#### SOURCE TEXT
Those words landed on ground already soaked in sacrifice – the Woman, Life, Freedom uprising, the executions, the women jailed for uncovering their hair. Millions of Iranians let themselves believe that this time a superpower had their backs.

They were wrong. The same president who urged Iranians to topple their jailers is now signing a deal that refinances them. Sanctions relief will refill the coffers of the Revolutionary Guard – the institution that runs the prisons and points the rifles. The protesters who heard “help is on its way” appear nowhere in the text. Appeasement always pays the aggressor and bills the victim.

“But Trump bombed Iran”

Here the deal’s defenders raise their strongest objection. Trump did not appease Iran, they argue – he bombed it, and more than once. In June 2025, American B-2s flew Operation Midnight Hammer, striking the nuclear sites at Fordow, Natanz and Isfahan; this spring, Washington joined Israel in a second campaign against the regime. That is true, and it matters.

But weigh what the strikes achieved against what is now being done with the result. US officials claimed the program was set back two years; a leaked US intelligence assessment suggested the real delay was closer to a few months. Either way, force bought leverage. The tragedy is that Trump is now trading that leverage away for a signature and a 60-day clock the regime knows how to run out.

This is appeasement made worse by the bombing, not excused by it. Having proved he could strike Tehran, Trump is choosing not to press the advantage. He has even turned on the one ally who shares his stated goal, calling Israel’s President Benjamin Netanyahu a “very difficult guy” who nearly derailed the deal, while praising China’s Xi Jinping and Russia’s Vladimir Putin for helping close it. Chamberlain, too, believed he was being the reasonable one.
########
#### DATA RECORDS
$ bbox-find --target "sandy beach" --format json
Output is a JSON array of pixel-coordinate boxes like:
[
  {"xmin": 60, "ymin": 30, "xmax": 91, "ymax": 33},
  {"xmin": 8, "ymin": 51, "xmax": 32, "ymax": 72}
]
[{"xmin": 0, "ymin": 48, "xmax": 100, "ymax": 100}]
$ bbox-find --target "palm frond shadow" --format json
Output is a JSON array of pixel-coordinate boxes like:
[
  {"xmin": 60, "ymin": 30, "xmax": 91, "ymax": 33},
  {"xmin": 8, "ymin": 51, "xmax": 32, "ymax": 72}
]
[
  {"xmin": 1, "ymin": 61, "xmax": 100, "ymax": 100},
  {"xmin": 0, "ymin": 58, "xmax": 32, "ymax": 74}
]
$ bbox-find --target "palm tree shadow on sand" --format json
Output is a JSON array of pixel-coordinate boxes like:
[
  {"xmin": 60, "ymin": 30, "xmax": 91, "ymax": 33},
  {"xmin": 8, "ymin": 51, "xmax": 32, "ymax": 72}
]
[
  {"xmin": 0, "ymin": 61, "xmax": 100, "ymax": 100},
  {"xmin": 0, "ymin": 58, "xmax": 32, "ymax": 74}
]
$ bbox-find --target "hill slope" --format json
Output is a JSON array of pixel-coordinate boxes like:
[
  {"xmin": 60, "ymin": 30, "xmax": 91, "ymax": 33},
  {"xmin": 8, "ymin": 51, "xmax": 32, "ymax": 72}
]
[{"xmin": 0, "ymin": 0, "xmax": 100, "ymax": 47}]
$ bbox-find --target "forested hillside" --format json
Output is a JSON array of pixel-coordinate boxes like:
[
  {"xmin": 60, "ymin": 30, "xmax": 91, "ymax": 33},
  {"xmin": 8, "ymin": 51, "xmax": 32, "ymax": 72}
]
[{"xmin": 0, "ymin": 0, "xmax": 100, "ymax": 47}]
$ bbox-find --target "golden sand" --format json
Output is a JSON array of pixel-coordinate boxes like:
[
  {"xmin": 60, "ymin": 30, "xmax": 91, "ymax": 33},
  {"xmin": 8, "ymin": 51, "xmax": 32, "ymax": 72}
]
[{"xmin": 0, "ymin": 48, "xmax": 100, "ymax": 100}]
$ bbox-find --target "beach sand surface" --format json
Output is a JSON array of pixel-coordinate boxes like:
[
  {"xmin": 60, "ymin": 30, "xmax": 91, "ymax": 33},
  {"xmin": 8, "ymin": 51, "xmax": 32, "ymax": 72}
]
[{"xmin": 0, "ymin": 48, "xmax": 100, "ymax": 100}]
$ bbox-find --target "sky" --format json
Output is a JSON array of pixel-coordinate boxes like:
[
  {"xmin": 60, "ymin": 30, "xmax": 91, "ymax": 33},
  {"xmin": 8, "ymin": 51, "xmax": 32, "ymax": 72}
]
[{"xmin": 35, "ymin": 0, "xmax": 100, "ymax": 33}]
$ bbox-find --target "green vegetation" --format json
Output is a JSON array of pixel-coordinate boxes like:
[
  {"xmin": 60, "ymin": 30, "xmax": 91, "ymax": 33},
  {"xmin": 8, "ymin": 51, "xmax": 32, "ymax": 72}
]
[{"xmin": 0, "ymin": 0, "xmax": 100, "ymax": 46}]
########
» **YOUR TASKS**
1. Reproduce, word for word, the part of the text on the Iran deal that opens with the words "But weigh what" and closes with "to run out.".
2. Answer these questions from the text on the Iran deal:
(a) Which nuclear sites did Operation Midnight Hammer strike?
(b) How long did US officials claim the program was set back?
(c) Which two leaders did Trump praise for helping close the deal?

» **SOLUTIONS**
1.
But weigh what the strikes achieved against what is now being done with the result. US officials claimed the program was set back two years; a leaked US intelligence assessment suggested the real delay was closer to a few months. Either way, force bought leverage. The tragedy is that Trump is now trading that leverage away for a signature and a 60-day clock the regime knows how to run out.

2.
(a) Fordow, Natanz and Isfahan
(b) Two years
(c) China's Xi Jinping and Russia's Vladimir Putin